---- EXTRACTED RECORDS
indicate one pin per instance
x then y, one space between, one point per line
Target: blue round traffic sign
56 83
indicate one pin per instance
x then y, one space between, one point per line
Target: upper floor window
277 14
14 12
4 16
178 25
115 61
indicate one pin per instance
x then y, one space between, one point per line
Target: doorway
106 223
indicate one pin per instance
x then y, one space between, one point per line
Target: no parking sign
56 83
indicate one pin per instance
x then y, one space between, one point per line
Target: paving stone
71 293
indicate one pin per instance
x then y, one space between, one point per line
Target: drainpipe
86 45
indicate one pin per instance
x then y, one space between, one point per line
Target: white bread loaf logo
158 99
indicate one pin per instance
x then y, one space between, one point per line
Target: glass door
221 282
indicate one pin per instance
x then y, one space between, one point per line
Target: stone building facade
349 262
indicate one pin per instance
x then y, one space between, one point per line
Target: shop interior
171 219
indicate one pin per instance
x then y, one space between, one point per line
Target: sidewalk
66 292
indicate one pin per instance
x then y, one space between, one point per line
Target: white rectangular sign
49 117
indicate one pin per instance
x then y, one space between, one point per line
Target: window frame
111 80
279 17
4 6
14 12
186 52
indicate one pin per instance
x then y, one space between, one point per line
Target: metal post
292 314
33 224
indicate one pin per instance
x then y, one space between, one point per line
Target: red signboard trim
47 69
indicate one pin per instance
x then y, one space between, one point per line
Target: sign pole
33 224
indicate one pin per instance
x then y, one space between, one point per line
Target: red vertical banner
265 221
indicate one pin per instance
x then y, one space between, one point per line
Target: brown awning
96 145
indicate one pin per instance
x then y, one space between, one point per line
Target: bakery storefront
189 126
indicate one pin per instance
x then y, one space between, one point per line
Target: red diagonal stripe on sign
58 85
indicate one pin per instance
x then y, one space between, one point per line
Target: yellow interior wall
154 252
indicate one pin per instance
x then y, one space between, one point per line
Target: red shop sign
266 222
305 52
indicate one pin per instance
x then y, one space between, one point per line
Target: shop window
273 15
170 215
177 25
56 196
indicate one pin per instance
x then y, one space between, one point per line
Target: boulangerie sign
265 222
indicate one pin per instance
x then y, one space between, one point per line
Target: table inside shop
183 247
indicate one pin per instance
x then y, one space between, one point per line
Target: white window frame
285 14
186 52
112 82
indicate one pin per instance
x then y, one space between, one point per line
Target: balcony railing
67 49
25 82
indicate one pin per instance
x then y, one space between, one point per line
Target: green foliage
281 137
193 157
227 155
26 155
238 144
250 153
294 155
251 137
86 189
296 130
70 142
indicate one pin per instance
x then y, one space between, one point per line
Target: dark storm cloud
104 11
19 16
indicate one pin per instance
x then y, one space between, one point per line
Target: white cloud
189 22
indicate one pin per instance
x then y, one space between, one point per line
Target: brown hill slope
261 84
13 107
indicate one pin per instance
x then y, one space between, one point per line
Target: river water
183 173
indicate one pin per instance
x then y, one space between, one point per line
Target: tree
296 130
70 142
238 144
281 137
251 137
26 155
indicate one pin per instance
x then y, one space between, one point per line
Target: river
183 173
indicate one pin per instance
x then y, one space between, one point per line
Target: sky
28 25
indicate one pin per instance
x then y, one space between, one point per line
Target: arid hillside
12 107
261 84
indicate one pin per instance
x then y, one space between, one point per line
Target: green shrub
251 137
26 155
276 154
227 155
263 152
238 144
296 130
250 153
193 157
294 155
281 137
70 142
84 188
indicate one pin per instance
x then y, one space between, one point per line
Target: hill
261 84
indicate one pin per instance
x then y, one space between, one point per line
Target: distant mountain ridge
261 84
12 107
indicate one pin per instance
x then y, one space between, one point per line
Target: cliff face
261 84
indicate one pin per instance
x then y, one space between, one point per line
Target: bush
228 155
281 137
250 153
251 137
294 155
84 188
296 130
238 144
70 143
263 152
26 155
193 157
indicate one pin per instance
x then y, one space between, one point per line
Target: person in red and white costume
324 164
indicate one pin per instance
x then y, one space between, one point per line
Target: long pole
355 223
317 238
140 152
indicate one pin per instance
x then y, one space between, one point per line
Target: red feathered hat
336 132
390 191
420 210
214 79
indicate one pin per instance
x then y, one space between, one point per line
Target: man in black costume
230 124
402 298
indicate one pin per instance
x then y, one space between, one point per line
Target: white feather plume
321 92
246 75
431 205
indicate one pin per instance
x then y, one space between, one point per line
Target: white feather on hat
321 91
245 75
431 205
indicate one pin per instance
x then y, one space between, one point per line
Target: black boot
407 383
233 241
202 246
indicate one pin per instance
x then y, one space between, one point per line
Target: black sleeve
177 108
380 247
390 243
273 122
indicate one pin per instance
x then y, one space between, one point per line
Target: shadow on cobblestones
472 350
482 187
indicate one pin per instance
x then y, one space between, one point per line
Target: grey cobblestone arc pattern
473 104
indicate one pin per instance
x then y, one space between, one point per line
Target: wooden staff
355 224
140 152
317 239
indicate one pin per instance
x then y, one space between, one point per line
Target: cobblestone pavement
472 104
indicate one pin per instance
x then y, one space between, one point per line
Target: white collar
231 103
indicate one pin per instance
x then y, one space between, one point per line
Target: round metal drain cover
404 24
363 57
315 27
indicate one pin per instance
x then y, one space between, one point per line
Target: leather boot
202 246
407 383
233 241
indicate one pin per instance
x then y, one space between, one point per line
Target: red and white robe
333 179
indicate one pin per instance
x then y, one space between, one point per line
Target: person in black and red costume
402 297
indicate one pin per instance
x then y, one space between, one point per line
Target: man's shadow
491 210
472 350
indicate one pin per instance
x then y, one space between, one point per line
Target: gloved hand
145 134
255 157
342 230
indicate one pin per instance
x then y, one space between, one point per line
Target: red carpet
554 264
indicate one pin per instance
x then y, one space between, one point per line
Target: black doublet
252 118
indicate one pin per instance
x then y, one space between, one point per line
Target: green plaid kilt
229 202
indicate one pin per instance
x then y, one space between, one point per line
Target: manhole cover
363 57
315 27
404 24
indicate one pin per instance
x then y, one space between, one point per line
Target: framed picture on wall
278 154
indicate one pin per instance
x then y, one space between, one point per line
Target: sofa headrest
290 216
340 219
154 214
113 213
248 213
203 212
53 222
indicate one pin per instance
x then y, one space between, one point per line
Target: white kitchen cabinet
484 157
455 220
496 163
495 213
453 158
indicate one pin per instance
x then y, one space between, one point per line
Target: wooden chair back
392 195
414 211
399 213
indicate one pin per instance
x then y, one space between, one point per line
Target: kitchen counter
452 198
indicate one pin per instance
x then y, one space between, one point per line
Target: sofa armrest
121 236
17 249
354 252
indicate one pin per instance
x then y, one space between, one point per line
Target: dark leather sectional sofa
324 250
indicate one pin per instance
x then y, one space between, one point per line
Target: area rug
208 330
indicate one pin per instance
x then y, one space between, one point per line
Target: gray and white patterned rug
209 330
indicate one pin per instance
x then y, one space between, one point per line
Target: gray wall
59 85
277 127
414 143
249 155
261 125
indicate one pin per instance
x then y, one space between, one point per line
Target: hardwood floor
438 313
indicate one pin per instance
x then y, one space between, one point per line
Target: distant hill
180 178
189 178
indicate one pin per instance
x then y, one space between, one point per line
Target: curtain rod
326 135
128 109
--------
WHAT THE EXERCISE ASKS — Please quote the records above exactly, without skipping a line.

FINAL ANSWER —
indicate one pin per instance
x then y, one space between, one point per line
Target: blue round traffic sign
56 83
indicate one pin per instance
x then y, one space between, one point per line
Target: upper floor window
277 14
14 12
4 16
178 25
115 61
indicate one pin per instance
x then y, one space between, one point per line
Target: doorway
106 223
indicate one pin per instance
x then y, one space between, one point per line
Target: no parking sign
56 83
indicate one pin per instance
x then y, one space between, one point per line
Target: paving stone
71 293
indicate one pin per instance
x then y, one space between, one point per line
Target: drainpipe
86 45
indicate one pin per instance
x then y, one space between, one point per line
Target: white bread loaf logo
158 99
indicate one pin per instance
x then y, one space between, one point per line
Target: glass door
221 282
indicate one pin per instance
x then y, one space between, one point per line
Target: stone building facade
349 262
indicate one pin per instance
x then y, one space between, one point per line
Target: shop interior
171 219
indicate one pin per instance
x then y, one space between, one point per line
Target: sidewalk
66 292
indicate one pin per instance
x then y, one space between, one point per line
Target: white rectangular sign
49 117
indicate one pin per instance
x then y, one space between, one point per line
Target: window frame
111 80
279 17
4 6
14 12
186 52
indicate one pin per instance
x then y, one space between, one point per line
Target: metal post
292 314
33 224
indicate one pin per instance
x then y, one space between, one point per line
Target: red signboard trim
47 69
indicate one pin per instance
x then y, one space between, one point per line
Target: sign pole
33 224
indicate one pin per instance
x then y, one space between, one point per line
Target: red vertical banner
265 221
indicate one pin per instance
x then y, one space between, one point per line
Target: brown awning
96 145
indicate one pin per instance
x then y, one space between, one point per line
Target: bakery storefront
189 126
indicate one pin per instance
x then y, one space between, one point per line
Target: red diagonal stripe on sign
58 85
indicate one pin per instance
x then y, one space between, one point per line
Target: yellow interior wall
154 252
indicate one pin per instance
x then y, one space between, one point per line
Target: red shop sign
266 222
305 52
indicate one pin per instance
x then y, one space between, one point per line
Target: shop window
273 15
170 215
177 25
56 196
indicate one pin per instance
x then y, one space between, one point per line
Target: boulangerie sign
265 222
indicate one pin per instance
x then y, one space between, one point per line
Target: table inside shop
183 247
indicate one pin per instance
x then y, one space between, one point per line
Target: white window frame
285 14
186 52
112 82
indicate one pin per instance
x then y, one space between, one point per line
Target: balcony railing
67 49
25 82
indicate one pin per instance
x then y, one space between, one point per line
Target: green foliage
281 137
193 157
227 155
26 155
238 144
250 153
294 155
251 137
86 189
296 130
70 142
indicate one pin per instance
x then y, one space between, one point per line
Target: dark storm cloud
104 11
19 16
indicate one pin per instance
x then y, one space between, one point per line
Target: white cloud
189 22
indicate one pin per instance
x then y, one space between, one point per line
Target: brown hill slope
261 84
13 107
indicate one pin per instance
x then y, one space between, one point per line
Target: river water
183 173
indicate one pin per instance
x then y, one space between, one point per line
Target: tree
296 130
70 142
238 144
281 137
251 137
26 155
indicate one pin per instance
x then y, one space between, one point per line
Target: river
183 173
indicate one pin per instance
x then y, one space between, one point per line
Target: sky
28 25
indicate one pin per instance
x then y, one space between, one point per line
Target: arid hillside
12 107
261 84
indicate one pin per instance
x then y, one space between, one point per line
Target: green shrub
251 137
26 155
276 154
227 155
263 152
238 144
296 130
250 153
193 157
294 155
281 137
70 142
84 188
indicate one pin per instance
x then y, one space between, one point per line
Target: hill
261 84
indicate one pin per instance
x then y, one space between, one point per line
Target: distant mountain ridge
261 84
12 107
indicate one pin per instance
x then y, one space between, one point per line
Target: cliff face
261 84
indicate one pin per instance
x then y, one space between, one point per line
Target: bush
228 155
281 137
250 153
251 137
294 155
84 188
296 130
238 144
70 143
263 152
26 155
193 157
indicate one pin per instance
x then y, one space between, one point per line
Target: person in red and white costume
324 164
indicate one pin per instance
x then y, one space between, one point per line
Target: long pole
355 223
317 238
140 152
indicate one pin per instance
x then y, one space between, one point per line
Target: red feathered hat
336 132
390 191
420 210
214 79
indicate one pin per instance
x then y, one space between, one point per line
Target: man in black costume
230 124
402 298
indicate one pin per instance
x then y, one space between, one point per line
Target: white feather plume
321 92
246 75
431 205
indicate one pin per instance
x then y, one space between, one point per line
Target: white feather on hat
321 91
245 75
431 205
indicate one pin per instance
x then y, one space between, one point per line
Target: black boot
407 383
233 241
202 246
indicate one pin per instance
x then y, one space between, one point per line
Target: black sleeve
177 108
380 247
390 243
273 122
indicate one pin per instance
x then y, one space between, one point per line
Target: shadow on cobblestones
472 350
482 187
indicate one pin per instance
x then y, one space between, one point per line
Target: grey cobblestone arc pattern
473 104
indicate one pin per instance
x then y, one space between, one point per line
Target: wooden staff
355 224
140 152
317 239
indicate one pin per instance
x then y, one space between, one point per line
Target: cobblestone pavement
472 104
indicate one pin per instance
x then y, one space between, one point per line
Target: white collar
231 103
indicate one pin per instance
x then y, one space between, one point per line
Target: round metal drain cover
404 24
363 57
315 27
indicate one pin per instance
x then y, one space between, one point per line
Target: leather boot
202 246
407 383
233 241
indicate one pin per instance
x then y, one space between, one point per line
Target: red and white robe
333 179
indicate one pin per instance
x then y, one space between, one point per line
Target: person in black and red costume
402 297
indicate one pin per instance
x then y, one space between, one point per line
Target: man's shadow
491 210
472 350
indicate one pin per instance
x then y, one space between, one point per line
Target: gloved hand
145 134
255 157
342 230
indicate one pin per instance
x then y, one space between, one point per line
Target: red carpet
554 264
indicate one pin per instance
x then y, one space between, one point per line
Target: black doublet
252 118
indicate one pin per instance
x then y, one space between, one point per line
Target: green plaid kilt
229 202
indicate one pin per instance
x then y, one space between, one point per line
Target: manhole cover
363 57
315 27
404 24
indicate one pin per instance
x then y, one space between, one point per line
Target: framed picture on wall
278 154
indicate one pin per instance
x then y, one space between, one point per line
Target: sofa headrest
290 216
340 219
154 214
113 213
248 213
203 212
53 222
indicate one pin per instance
x then y, one space between, one point per line
Target: white kitchen cabinet
484 157
455 220
496 163
495 213
453 158
indicate one pin per instance
x then y, one space between, one point per line
Target: wooden chair back
392 195
414 211
399 213
indicate one pin per instance
x then y, one space between, one point per line
Target: kitchen counter
452 198
indicate one pin per instance
x then y, one space between, one point per line
Target: sofa armrest
121 236
17 249
354 252
indicate one pin per instance
x then y, one space between, one point per line
Target: dark leather sectional sofa
324 250
indicate one pin per instance
x then y, one space between, one point per line
Target: area rug
208 330
indicate one pin per instance
x then y, one space between, one point per line
Target: gray and white patterned rug
209 330
indicate one pin per instance
x then y, one space between, one point per line
Target: gray wall
59 85
277 127
414 143
249 155
261 125
indicate one pin per instance
x then y, one space between, one point per line
Target: hardwood floor
438 313
indicate one pin per instance
x then y, one space between, one point per line
Target: distant hill
180 178
189 178
indicate one pin per instance
x then y, one space between, one point per line
Target: curtain rod
326 135
128 109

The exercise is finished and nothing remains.